---------- LISTED RECORDS

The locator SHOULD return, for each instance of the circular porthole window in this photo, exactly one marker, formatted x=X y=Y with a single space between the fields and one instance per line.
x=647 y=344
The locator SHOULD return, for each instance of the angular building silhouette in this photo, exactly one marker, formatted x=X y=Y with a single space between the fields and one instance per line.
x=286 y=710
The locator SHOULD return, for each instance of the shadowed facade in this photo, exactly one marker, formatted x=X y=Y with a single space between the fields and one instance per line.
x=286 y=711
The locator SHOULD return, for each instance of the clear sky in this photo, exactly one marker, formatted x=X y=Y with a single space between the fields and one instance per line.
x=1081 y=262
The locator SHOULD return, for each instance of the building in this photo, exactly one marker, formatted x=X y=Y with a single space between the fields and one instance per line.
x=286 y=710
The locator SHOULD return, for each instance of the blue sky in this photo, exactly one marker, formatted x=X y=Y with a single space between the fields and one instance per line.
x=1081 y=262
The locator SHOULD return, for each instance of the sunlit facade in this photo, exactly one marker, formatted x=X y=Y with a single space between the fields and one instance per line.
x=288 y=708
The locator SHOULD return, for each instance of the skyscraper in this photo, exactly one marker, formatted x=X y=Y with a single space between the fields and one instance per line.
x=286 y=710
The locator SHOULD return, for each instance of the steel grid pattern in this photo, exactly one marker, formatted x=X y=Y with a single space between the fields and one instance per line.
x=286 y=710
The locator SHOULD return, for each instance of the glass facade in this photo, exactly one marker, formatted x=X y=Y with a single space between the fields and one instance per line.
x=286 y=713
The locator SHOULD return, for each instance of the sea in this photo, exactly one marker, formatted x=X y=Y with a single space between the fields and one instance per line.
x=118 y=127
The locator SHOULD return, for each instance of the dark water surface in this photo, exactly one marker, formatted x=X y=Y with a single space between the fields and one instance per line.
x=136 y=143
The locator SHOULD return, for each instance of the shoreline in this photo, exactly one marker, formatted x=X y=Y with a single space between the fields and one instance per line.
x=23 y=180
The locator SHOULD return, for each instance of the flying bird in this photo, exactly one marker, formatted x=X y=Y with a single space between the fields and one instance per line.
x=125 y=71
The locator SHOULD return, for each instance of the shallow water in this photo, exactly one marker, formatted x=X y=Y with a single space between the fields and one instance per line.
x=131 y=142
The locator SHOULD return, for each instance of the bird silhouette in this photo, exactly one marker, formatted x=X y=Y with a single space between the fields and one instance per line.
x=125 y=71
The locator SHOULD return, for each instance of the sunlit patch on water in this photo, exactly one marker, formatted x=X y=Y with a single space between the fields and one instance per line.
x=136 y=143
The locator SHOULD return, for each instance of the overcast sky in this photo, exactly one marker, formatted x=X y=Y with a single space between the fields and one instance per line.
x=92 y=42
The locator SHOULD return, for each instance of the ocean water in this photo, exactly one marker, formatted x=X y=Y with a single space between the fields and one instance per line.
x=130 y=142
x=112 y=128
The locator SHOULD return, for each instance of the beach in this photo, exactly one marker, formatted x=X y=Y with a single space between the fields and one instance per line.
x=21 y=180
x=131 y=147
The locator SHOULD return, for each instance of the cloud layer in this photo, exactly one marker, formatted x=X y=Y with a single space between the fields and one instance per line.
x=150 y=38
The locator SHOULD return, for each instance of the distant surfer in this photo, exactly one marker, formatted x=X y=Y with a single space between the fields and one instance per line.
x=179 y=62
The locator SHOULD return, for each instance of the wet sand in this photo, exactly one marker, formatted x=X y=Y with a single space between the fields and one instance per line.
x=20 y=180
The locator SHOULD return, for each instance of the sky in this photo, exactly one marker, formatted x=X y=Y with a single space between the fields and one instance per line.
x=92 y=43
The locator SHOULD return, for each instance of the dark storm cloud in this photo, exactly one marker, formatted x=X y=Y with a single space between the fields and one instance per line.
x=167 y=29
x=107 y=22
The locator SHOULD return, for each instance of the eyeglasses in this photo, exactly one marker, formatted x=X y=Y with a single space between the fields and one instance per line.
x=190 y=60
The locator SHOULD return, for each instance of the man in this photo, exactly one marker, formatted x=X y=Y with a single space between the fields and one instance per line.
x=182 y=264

--------------------

*DESCRIPTION OF THE TASK*
Exactly repeat the lines from the line that contains "The locator SHOULD return, for each instance of the beach" to the end of the entries, both included, and leave out all other lines.

*REPLY TO THE EXERCISE*
The locator SHOULD return, for each instance of the beach in this photo, exactly one marker, formatted x=X y=Y with a single space between the fields and one instance per line.
x=21 y=180
x=131 y=147
The locator SHOULD return, for each instance of the cloud layer in this photo, exactly one marker, formatted x=X y=Y with a single space between the fields and one instance per line.
x=150 y=38
The locator SHOULD return, for each instance of the distant surfer in this photo, exactly one marker, formatted x=X y=Y with a single space between the fields and one instance per line.
x=179 y=62
The locator SHOULD return, for each instance of the wet sand in this photo, exactly one marker, formatted x=X y=Y with a single space between the fields and one instance per line.
x=20 y=180
The locator SHOULD return, for each instance of the sky in this photo, exactly one marker, formatted x=X y=Y with a single space between the fields and one instance per line.
x=92 y=43
The locator SHOULD return, for each instance of the dark storm cloud in this photo, exactly one marker, formatted x=X y=Y with a single space between the fields and one instance per line.
x=167 y=29
x=107 y=22
The locator SHOULD return, for each instance of the eyeglasses in this photo, exactly one marker, formatted x=X y=Y with a single space between the fields and one instance per line.
x=190 y=60
The locator SHOULD return, for each instance of the man in this photo, exactly one marker, formatted x=X y=Y with a single space between the fields and one instance per line.
x=182 y=264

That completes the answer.